- _EXERCISE PASSAGE_
# # # # #

The steam that built up inside the damaged reactor was released into the reactor housing, outside the containment vessel. The aim was to vent it , but before that could happen there was an explosion. A huge pall of smoke erupted from the plant, injuring several workers.
Government spokesman Yukio Edano said that the explosion had destroyed the exterior walls of the building where the stricken reactor is located, but not the actual metal housing that enveloped the reactor.
However, it is still possible the reactor could have sustained serious damage. If its fuel rods reached too high a temperature, they would have melted at least partly. “If any of the fuel rods have been compromised, there would be evidence of a small amount of other radioisotopes in the atmosphere called fission fragments – radiocaesium and radioiodine,” said Regan. “The amount that you measure would tell you to what degree the fuel rods have been compromised. Scientists in Japan should be able to establish this very quickly using gamma ray spectroscopy as the isotopes have characteristic decay signatures.”
Despite the revelation that caesium had been detected, Japanese officials still claim the reactor’s container had not been damaged and that radiation levels had started to fall. However, the Japanese nuclear industry has a bad reputation for owning up to accidents and many observers remain cautious about accepting these claims too quickly.
“If the explosion at the Fukushima nuclear power station has resulted in a significant release of radioactive material then this will soon be readily apparent from the radiation monitoring that is undoubtedly under way around the plant,” said Richard Wakeford, visiting professor in epidemiology at Manchester University. “Until we have reliable information on the results of such monitoring from Japan, some of the speculation in which some commentators have indulged is just that – speculation.”
This point was backed by Professor Malcolm Sperrin, director of medical physics and clinical engineering at Royal Berkshire hospital. “There is a lot we don’t know at the moment, but this looks very serious. However, there are a number of things that we should remember. The big difference between something like this and previous accidents elsewhere in the world is that there will be mechanisms in place to deal with the explosion and any impacts it might have. And although there is a lot we don’t know, it is very unlikely that this was an explosion involving the core.”
However, Naoto Sekimura, a professor at Tokyo University, insisted there was little chance that Japan came close to experiencing a Chernobyl-style meltdown. “No Chernobyl is possible at a light water reactor,” he said. “Loss of coolant means a temperature rise, but it also will stop the reaction. Even in the worst-case scenario, that would mean some radioactive leakage and equipment damage, but not an explosion.
“If venting is done carefully, there will be little leakage. Certainly not beyond a radius of three kilometres.”
The danger to the Fukushima Daiichi appears to be receding. By contrast, the problems facing the nuclear industry, particularly in Japan, are likely to rise dramatically over the next few months as the impact of the incident sinks in. Those opposed to nuclear power will not let it be forgotten, as Jan Beranek, head of Greenpeace’s international nuclear campaign, made clear.
“How many more warnings do we need before we finally grasp that nuclear reactors are inherently hazardous? The nuclear industry always tells us that situation like this cannot happen with modern reactors, yet Japan is currently in the middle of a potentially devastating nuclear crisis,” he said.
“Once again, we are reminded of the inherent risks of nuclear power, which will always be vulnerable to the potentially deadly combination of human error, design failure and natural disaster.”

# # # # #

- _STUDY MATERIAL_
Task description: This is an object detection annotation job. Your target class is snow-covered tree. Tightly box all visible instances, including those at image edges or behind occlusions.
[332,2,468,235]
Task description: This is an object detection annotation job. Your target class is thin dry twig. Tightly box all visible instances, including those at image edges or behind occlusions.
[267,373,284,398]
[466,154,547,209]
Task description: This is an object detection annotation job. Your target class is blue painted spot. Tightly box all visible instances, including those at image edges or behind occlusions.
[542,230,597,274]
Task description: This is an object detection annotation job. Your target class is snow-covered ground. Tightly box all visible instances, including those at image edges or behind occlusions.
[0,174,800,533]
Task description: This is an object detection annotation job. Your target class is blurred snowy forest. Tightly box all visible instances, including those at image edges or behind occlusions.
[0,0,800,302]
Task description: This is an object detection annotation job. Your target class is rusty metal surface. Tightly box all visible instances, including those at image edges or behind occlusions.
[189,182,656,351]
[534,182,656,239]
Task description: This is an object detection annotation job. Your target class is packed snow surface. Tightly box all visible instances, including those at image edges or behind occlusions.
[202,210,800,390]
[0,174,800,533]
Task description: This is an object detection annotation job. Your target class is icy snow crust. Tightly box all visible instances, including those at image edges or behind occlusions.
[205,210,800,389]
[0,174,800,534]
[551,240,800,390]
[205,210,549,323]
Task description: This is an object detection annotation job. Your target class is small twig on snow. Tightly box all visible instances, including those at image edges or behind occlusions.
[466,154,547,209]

# # # # #

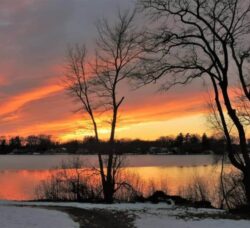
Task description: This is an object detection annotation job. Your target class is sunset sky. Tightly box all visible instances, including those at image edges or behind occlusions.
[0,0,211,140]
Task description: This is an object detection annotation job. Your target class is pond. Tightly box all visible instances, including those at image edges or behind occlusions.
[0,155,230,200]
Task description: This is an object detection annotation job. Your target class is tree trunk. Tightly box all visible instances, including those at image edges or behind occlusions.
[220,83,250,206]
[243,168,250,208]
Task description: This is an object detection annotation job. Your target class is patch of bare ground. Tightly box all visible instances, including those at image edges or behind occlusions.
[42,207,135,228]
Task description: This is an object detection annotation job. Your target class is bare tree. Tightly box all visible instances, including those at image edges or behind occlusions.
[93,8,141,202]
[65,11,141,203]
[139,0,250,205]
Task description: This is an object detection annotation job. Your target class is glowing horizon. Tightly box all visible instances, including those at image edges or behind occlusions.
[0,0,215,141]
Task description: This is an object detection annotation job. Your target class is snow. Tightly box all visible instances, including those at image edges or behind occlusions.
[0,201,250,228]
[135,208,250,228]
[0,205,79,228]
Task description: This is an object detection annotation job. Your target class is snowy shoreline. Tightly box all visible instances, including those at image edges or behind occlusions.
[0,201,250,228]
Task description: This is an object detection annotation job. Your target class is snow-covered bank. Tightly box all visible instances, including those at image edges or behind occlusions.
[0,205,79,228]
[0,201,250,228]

# # # # #

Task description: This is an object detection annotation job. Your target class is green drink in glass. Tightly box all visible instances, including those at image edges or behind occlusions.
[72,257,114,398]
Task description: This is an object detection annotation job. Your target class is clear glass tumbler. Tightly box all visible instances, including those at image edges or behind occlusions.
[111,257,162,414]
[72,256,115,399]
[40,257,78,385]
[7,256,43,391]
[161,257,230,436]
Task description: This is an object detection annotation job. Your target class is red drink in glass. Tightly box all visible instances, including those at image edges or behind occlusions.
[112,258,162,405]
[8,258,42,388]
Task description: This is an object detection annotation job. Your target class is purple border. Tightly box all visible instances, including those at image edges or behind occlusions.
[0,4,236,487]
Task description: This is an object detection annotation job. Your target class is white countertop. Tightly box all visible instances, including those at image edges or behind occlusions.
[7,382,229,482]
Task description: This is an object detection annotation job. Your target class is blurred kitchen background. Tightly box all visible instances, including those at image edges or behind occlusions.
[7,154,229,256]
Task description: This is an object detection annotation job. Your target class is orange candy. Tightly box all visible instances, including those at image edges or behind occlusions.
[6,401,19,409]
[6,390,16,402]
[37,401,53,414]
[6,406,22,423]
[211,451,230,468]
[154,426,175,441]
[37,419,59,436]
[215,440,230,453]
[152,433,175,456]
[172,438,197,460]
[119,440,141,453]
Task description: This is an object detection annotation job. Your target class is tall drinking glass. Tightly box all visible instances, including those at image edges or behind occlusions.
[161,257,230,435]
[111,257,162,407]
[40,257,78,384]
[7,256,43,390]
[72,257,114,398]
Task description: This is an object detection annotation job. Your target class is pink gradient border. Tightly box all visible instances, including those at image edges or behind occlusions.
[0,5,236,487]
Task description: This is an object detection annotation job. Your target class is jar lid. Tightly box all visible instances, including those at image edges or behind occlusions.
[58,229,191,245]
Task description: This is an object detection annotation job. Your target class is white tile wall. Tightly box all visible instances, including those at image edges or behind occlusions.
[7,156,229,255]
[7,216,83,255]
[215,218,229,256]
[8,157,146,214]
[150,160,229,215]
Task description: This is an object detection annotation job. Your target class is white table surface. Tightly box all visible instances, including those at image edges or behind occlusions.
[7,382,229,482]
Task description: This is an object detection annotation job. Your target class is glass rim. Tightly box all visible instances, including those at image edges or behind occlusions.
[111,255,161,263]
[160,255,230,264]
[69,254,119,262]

# # # # #

- _WORK ORDER_
Please reproduce word for word everything in the Fukushima passage from "The steam that" down to "enveloped the reactor.". Set the material aside; it is not used here.

- _EXPECTED ANSWER_
The steam that built up inside the damaged reactor was released into the reactor housing, outside the containment vessel. The aim was to vent it , but before that could happen there was an explosion. A huge pall of smoke erupted from the plant, injuring several workers.
Government spokesman Yukio Edano said that the explosion had destroyed the exterior walls of the building where the stricken reactor is located, but not the actual metal housing that enveloped the reactor.